* Selected excerpt:
+--

Interview on September 15th, 2014
1. Where are you working at this moment?
I teach political theory at the University of Ottawa, Canada.
2. Can you tell us about your research and its relation to the ethics of care?
Some of my recent publications have considered the ethics of hospitality (whether articulated in some ancient Greek political thought, in French Enlightenment sources or in contemporary political theory). In all three cases, I was struck by the affinities between the ethics of care and the ethics of hospitality (both attach great importance to empathy, openness to alterity, attentiveness, etc.). But rather than claim that both ethics are more or less about the same thing, I have argued that the ethics of care is a powerful critical tool with which to reexamine accounts of hospitality ethics (too many are insufficiently attentive to the heavily gendered dimensions of hospitality). Also, much of my work in the last three years has concerned itself with the political thought of Simone Weil and Hannah Arendt, two thinkers who are often invoked in the literature on care as you know.
3. How did you get involved into the ethics of care?
During my doctoral studies, I had already spent some time writing on the question of whether an ethics of care could be a truly feminist ethics (I answered in the affirmative then and I am still convinced that this answer was the correct one). But then I largely put that literature aside as I wrote my doctoral thesis. It is only five years later, at the University of Ottawa, that I returned to care ethics. What largely drew me back was my work on Simone Weil (and more specifically, her understanding of love/compassion and her account of human needs and political obligations).

+--

Source records

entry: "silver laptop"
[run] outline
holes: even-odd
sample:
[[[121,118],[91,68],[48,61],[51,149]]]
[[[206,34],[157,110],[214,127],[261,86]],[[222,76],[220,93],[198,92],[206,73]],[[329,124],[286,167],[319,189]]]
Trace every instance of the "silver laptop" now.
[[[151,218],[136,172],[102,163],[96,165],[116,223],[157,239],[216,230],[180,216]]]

+--

Please state where, according to the interview, the interviewee teaches political theory. The data plays no part in this.

* Answer to the problem:
At the University of Ottawa, Canada.